Reproduce the line containing "white bathtub, find" exactly, along with each line after it through the end of the data; pictures are left out.

[Collected data]
■ ■ ■ ■ ■ ■ ■

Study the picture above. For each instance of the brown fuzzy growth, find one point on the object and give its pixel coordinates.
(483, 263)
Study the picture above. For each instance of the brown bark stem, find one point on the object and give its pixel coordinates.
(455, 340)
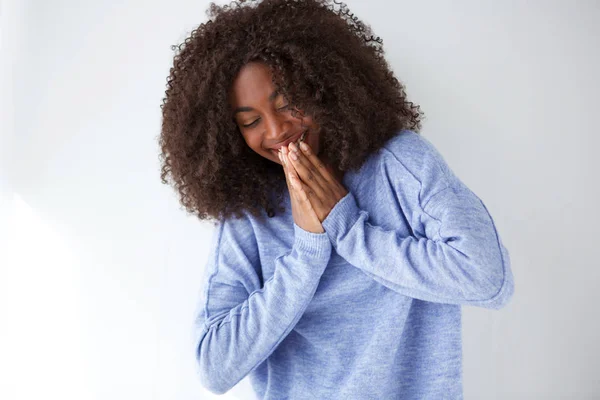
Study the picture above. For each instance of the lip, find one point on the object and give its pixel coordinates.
(290, 140)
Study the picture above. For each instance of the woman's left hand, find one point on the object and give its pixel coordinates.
(324, 190)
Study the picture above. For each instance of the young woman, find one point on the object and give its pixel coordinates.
(344, 244)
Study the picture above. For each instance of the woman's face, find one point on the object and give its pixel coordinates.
(263, 116)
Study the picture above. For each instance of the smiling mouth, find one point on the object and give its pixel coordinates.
(301, 138)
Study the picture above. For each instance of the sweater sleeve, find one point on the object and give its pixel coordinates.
(458, 258)
(240, 322)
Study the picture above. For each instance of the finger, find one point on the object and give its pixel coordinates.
(309, 174)
(303, 190)
(310, 155)
(288, 171)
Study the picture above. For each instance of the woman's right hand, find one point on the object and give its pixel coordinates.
(302, 210)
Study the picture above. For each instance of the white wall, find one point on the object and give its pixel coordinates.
(101, 268)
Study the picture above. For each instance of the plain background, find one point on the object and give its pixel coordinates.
(101, 267)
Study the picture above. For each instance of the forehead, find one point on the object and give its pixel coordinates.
(252, 84)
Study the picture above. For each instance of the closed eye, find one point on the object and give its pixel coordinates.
(283, 108)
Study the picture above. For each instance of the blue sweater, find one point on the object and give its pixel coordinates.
(369, 309)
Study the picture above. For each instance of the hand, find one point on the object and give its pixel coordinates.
(302, 210)
(322, 187)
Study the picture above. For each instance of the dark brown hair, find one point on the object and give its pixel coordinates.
(324, 60)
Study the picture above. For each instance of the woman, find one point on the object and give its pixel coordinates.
(344, 244)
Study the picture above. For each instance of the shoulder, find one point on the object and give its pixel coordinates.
(410, 154)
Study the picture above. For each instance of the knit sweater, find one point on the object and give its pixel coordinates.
(369, 309)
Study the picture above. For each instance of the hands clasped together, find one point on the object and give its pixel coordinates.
(314, 190)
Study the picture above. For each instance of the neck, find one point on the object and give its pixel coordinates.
(333, 169)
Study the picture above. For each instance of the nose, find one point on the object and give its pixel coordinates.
(278, 128)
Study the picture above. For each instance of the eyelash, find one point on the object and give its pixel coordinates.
(255, 121)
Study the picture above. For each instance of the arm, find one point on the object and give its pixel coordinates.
(458, 258)
(239, 323)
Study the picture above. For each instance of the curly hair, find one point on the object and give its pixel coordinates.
(323, 59)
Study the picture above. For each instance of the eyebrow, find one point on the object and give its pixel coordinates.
(243, 109)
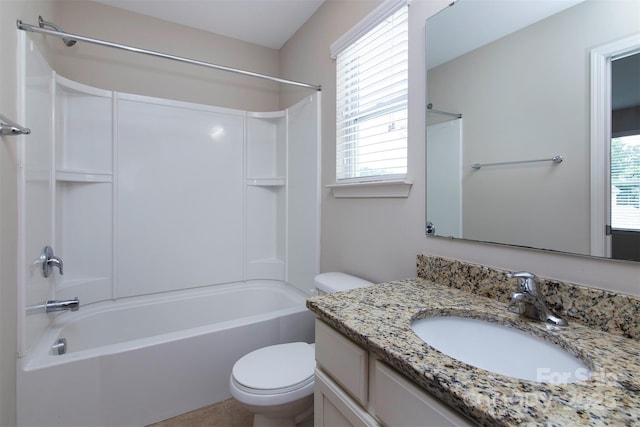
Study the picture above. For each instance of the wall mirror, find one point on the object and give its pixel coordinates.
(508, 121)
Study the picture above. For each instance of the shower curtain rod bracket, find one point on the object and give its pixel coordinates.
(76, 37)
(9, 127)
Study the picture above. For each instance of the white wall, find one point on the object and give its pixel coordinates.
(10, 11)
(379, 238)
(541, 62)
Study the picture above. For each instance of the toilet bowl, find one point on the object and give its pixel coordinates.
(276, 382)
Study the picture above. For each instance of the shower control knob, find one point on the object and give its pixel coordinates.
(48, 261)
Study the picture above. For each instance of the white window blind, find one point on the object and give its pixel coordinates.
(625, 183)
(371, 93)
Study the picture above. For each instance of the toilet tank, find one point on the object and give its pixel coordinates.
(327, 283)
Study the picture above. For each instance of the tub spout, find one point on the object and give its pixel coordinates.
(53, 305)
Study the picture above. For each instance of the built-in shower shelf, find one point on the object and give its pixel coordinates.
(83, 176)
(266, 182)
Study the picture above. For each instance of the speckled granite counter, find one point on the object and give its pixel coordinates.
(378, 318)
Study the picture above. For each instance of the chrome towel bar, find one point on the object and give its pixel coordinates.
(554, 159)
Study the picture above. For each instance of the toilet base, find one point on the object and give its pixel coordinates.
(294, 414)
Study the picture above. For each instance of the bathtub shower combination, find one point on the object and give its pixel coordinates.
(188, 232)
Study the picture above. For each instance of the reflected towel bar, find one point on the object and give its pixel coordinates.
(9, 127)
(554, 159)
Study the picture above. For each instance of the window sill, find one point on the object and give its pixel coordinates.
(371, 189)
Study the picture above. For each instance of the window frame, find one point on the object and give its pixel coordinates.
(383, 185)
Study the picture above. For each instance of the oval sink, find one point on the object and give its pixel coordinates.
(500, 349)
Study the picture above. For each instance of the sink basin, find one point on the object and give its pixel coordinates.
(501, 349)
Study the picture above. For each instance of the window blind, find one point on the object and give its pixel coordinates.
(371, 96)
(625, 183)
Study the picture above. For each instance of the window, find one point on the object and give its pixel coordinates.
(371, 93)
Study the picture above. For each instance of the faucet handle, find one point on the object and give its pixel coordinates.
(526, 280)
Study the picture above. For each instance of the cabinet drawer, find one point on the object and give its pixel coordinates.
(334, 408)
(344, 361)
(397, 402)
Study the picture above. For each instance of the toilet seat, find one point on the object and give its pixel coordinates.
(275, 369)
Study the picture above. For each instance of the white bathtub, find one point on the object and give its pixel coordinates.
(135, 362)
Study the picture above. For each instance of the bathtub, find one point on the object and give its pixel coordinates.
(145, 359)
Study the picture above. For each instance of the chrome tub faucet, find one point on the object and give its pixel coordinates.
(529, 302)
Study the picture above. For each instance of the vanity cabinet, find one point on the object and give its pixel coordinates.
(354, 388)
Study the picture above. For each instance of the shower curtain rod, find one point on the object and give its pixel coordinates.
(446, 113)
(61, 34)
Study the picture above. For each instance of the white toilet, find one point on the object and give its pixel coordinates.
(276, 382)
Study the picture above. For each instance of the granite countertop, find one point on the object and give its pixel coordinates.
(378, 318)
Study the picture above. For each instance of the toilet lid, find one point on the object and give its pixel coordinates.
(281, 367)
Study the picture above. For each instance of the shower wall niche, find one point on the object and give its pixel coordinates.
(153, 195)
(83, 192)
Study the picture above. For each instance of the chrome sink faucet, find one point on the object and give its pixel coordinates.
(529, 302)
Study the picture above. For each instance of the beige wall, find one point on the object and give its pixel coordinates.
(114, 70)
(379, 238)
(375, 238)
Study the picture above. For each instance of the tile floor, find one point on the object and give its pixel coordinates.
(224, 414)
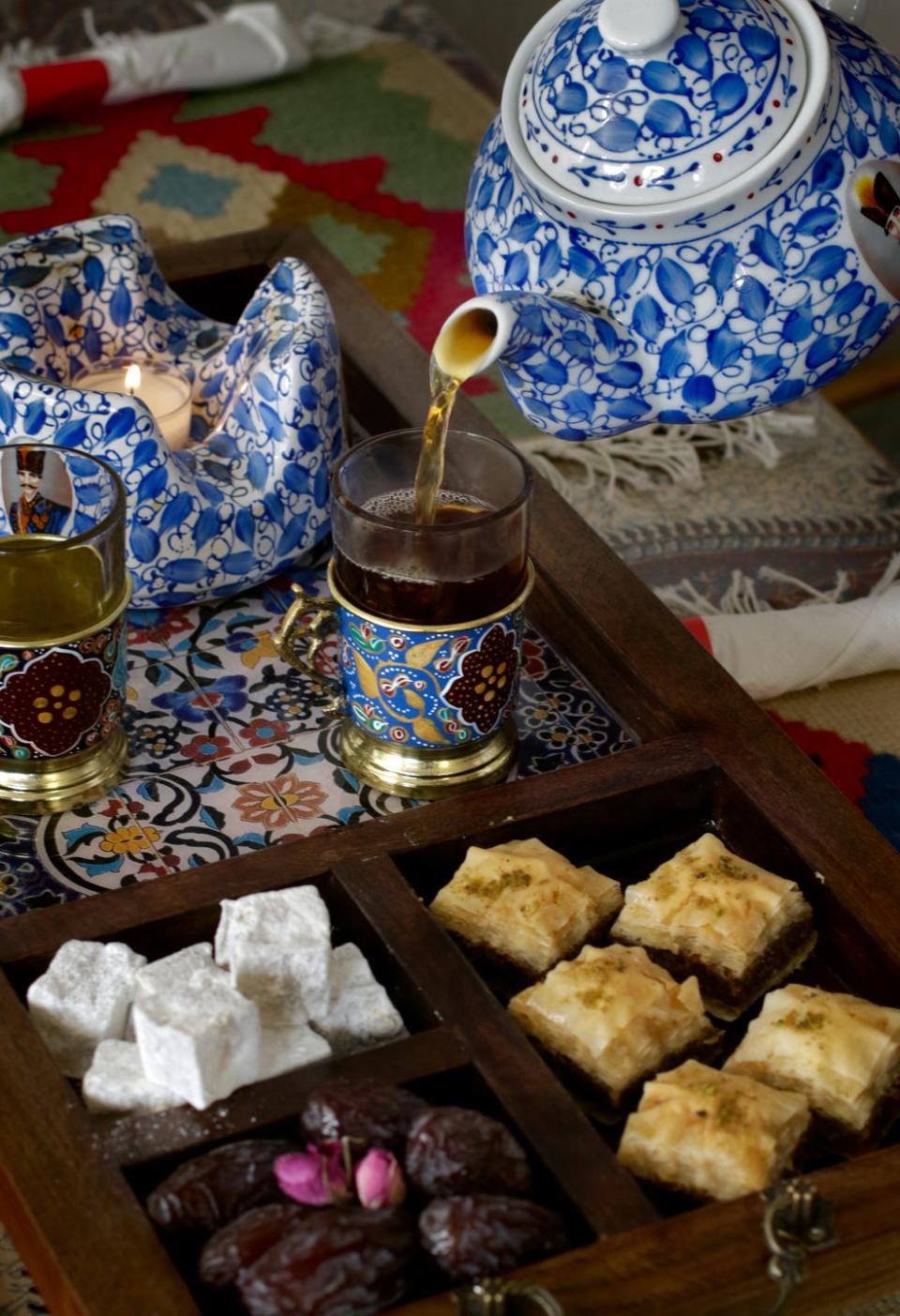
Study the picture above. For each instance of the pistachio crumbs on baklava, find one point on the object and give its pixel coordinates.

■ ■ ■ ■ ■ ■ ■

● **Task result**
Study the picture above. For each instance of the white bathtub, find one point on the object and give its pixel coordinates.
(135, 362)
Study the picture above. For each instance of the bathtub, find one point on the object and give its pixel coordinates.
(145, 359)
Study the picture above. For each instance of the chrome tub faucet, find one point on the object and give its pixel coordinates.
(529, 302)
Study the picture above. For each instance of the vanity cabinet, find one point on the object and give its pixel coordinates.
(354, 388)
Study the picture above. For each instance of the shower curtain rod, find one point on the object and give its pixel coordinates.
(446, 113)
(61, 34)
Study the picture above. For each instance of the white toilet, find one point on the object and give its pixel coordinates.
(276, 382)
Study the picture above. For each instance of the granite countertop, find one point on the object and give its pixel coordinates.
(378, 318)
Study the picture above. For each instance of the toilet lid, find one point on the object and give its pixel coordinates.
(281, 367)
Study the picture above. For each instance of the shower wall niche, find one point on the object and give its pixel coordinates.
(153, 195)
(83, 192)
Study the picture above. For each instance of the chrome sink faucet, find one point on the object and give its pixel coordinates.
(529, 302)
Study the picture above. For each instance of the beige wall, find one point on the object and give its pixel coordinates.
(114, 70)
(379, 238)
(375, 238)
Study the picture above. For each instance of the tile floor, find one point on the object and give its pixel coordinates.
(224, 414)
Study the picture above. For each instance of the pistachio crumbs on baklava, find one point on the object and give its pixel coordinates.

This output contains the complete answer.